** start of PAGE **
Taichung City Bus ( or so called ) is managed by the Transportation Bureau, Taichung City Government in Taichung City, Taiwan. This includes bus routes 1–989 which are operated by different bus companies. There're currently 275 bus routes, covering every districts. The main part of the network provides bus service in downtown area, some other routes connect different districts, and the others serve residents in rural or remote area.

Fares
The fares are calculated by mileage per ride. The basic fare is NT$20 for 10 km, and the extended fare is NT$2.431*(1+5% tax included) per km and round to the nearest integer.

From 1 June 2011 to 30 June 2015, taking buses whose route numbers are under 300 with any of four sorts of electronic tickets (including EasyCard (悠遊卡)and  I Pass (一卡通), could benefit from a free ride below 8 kilometers. From July 1, 2015, the same benefit extended from 8 km to 10 km, and the range of route numbers are no longer under 300.
** end of PAGE **
WHAT IS ASKED: Copy word for word the portion of the Taichung City Bus text starting with "Taichung City Bus" and going on through "or remote area.". Rely solely on the Taichung City Bus text for your answers.
** start of EXTRACTED MATERIAL **
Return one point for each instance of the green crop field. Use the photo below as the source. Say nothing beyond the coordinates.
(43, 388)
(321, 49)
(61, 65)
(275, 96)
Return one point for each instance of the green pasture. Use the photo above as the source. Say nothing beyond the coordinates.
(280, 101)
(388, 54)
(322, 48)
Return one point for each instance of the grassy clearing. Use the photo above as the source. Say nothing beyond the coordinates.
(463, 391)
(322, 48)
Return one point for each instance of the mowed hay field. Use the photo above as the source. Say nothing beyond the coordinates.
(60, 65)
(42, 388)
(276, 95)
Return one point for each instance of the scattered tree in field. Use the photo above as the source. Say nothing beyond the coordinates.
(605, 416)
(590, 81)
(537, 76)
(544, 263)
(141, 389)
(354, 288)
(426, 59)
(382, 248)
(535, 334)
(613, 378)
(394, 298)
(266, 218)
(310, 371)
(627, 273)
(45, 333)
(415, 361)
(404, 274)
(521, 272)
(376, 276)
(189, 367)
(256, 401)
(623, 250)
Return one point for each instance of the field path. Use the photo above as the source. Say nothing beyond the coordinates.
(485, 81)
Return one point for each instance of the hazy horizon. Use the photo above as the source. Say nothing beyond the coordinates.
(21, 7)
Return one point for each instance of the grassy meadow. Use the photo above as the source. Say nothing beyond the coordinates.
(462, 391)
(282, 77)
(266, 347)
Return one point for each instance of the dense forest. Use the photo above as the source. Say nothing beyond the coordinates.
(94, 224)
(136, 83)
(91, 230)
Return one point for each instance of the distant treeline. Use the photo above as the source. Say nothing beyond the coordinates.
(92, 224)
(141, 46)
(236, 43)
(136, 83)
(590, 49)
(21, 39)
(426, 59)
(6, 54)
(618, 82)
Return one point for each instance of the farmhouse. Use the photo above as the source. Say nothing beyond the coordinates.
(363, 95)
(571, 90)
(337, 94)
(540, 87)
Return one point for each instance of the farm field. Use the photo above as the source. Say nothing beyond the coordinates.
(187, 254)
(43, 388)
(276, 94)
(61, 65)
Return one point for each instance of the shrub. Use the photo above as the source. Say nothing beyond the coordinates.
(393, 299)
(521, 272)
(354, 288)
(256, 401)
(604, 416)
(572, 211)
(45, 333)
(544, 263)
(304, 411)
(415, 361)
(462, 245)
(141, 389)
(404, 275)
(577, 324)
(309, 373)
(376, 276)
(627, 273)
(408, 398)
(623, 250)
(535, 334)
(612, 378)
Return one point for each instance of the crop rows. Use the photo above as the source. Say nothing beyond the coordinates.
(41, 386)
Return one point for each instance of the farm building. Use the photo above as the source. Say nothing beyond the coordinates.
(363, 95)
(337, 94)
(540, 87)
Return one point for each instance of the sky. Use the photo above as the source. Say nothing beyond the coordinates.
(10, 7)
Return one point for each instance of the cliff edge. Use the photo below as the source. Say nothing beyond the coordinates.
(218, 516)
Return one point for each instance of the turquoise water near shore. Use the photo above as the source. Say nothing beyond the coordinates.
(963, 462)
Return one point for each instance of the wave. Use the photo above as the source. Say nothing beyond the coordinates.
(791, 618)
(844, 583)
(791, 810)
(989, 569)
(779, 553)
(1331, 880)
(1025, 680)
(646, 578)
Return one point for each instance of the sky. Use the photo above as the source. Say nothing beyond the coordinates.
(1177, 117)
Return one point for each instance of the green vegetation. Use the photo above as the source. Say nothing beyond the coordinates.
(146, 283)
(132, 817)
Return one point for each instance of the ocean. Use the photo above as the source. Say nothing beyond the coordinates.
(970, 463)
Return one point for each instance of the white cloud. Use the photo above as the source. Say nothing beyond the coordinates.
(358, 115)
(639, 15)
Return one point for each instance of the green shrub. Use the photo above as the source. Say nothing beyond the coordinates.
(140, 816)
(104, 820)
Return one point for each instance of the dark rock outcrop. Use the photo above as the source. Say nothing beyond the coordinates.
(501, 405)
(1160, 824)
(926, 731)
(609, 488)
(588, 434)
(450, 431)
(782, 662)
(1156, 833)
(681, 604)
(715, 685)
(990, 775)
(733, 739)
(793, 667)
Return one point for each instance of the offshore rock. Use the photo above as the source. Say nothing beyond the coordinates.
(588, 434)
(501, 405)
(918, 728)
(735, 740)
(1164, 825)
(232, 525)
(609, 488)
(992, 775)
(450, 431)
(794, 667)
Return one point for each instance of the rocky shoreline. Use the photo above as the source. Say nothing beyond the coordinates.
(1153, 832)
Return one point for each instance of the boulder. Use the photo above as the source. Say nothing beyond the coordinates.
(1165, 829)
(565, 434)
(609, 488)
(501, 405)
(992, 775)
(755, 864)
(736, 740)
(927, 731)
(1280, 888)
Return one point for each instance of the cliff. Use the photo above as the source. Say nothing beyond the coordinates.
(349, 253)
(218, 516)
** end of EXTRACTED MATERIAL **
SOLUTION TO THIS EXERCISE:
Taichung City Bus ( or so called ) is managed by the Transportation Bureau, Taichung City Government in Taichung City, Taiwan. This includes bus routes 1–989 which are operated by different bus companies. There're currently 275 bus routes, covering every districts. The main part of the network provides bus service in downtown area, some other routes connect different districts, and the others serve residents in rural or remote area.